--- WHAT NEEDS TO BE DONE ---
Search the records for the string "ceiling", then copy each line that has it.

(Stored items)

━━━━━━

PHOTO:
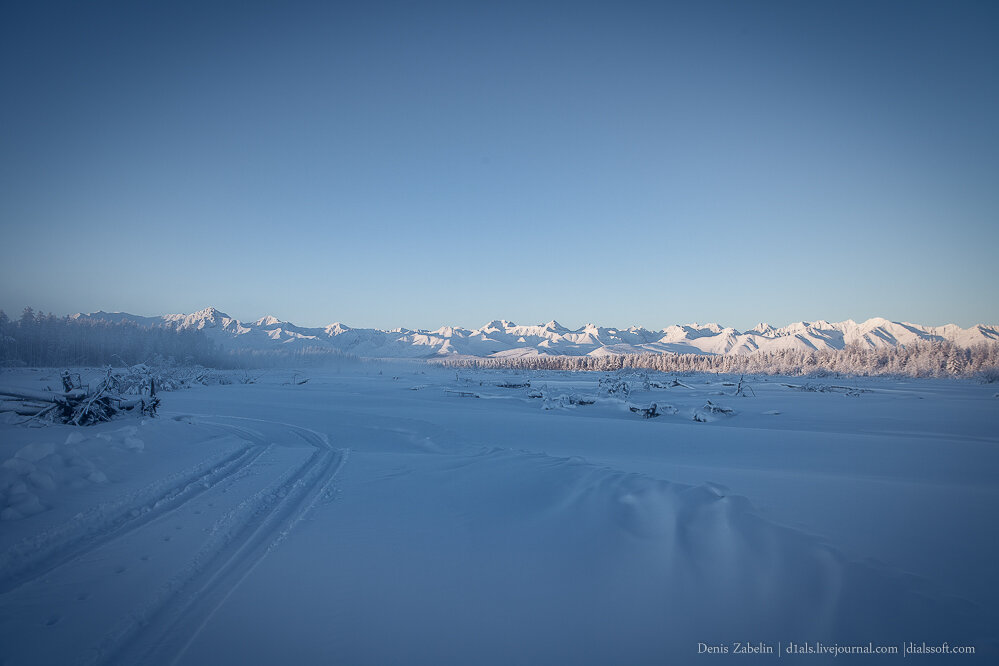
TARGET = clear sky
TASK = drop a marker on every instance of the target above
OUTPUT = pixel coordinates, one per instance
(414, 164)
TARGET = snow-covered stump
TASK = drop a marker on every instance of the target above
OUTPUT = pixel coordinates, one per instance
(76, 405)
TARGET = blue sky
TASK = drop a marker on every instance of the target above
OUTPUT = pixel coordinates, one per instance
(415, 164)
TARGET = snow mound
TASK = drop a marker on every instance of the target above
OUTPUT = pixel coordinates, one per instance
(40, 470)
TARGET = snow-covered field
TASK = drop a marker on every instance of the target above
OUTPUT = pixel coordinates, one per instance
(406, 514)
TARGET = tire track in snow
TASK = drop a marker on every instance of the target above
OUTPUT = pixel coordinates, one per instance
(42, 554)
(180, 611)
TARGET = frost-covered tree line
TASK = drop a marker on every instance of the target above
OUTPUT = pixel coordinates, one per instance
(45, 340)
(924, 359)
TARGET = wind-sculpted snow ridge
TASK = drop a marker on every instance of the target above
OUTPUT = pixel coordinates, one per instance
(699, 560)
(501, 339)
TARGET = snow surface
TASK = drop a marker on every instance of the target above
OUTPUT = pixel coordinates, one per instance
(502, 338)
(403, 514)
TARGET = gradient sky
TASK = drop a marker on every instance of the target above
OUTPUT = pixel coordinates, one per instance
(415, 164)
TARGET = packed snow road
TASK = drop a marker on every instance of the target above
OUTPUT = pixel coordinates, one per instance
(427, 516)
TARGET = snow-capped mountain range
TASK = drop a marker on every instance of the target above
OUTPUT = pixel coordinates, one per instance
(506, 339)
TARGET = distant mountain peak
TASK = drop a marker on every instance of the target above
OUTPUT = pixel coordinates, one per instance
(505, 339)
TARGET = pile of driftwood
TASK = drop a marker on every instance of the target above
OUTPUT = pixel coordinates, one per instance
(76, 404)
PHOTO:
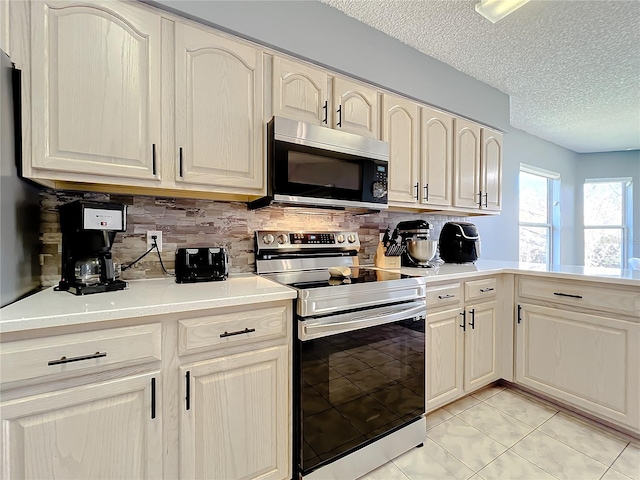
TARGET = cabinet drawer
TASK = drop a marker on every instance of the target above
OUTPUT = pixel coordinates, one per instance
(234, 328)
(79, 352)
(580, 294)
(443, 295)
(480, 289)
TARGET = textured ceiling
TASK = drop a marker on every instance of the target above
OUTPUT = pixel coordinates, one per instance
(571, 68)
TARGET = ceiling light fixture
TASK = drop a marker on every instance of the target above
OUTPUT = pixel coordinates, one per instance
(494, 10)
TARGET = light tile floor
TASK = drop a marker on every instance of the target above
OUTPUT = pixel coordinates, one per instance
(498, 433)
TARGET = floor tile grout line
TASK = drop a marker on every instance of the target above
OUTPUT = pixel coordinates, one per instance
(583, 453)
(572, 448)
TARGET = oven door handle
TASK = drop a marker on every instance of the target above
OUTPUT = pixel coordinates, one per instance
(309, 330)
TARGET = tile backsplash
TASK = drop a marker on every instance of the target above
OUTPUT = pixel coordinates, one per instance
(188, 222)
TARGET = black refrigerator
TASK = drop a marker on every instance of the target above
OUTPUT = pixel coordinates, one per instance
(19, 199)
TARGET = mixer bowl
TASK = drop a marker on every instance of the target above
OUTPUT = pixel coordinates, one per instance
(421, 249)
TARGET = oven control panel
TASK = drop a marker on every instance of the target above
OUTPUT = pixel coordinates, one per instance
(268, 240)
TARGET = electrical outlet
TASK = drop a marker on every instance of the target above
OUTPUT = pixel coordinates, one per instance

━━━━━━

--- OUTPUT FOR THIS EXERCISE ---
TARGET = textured ceiling
TARGET = ceiling light fixture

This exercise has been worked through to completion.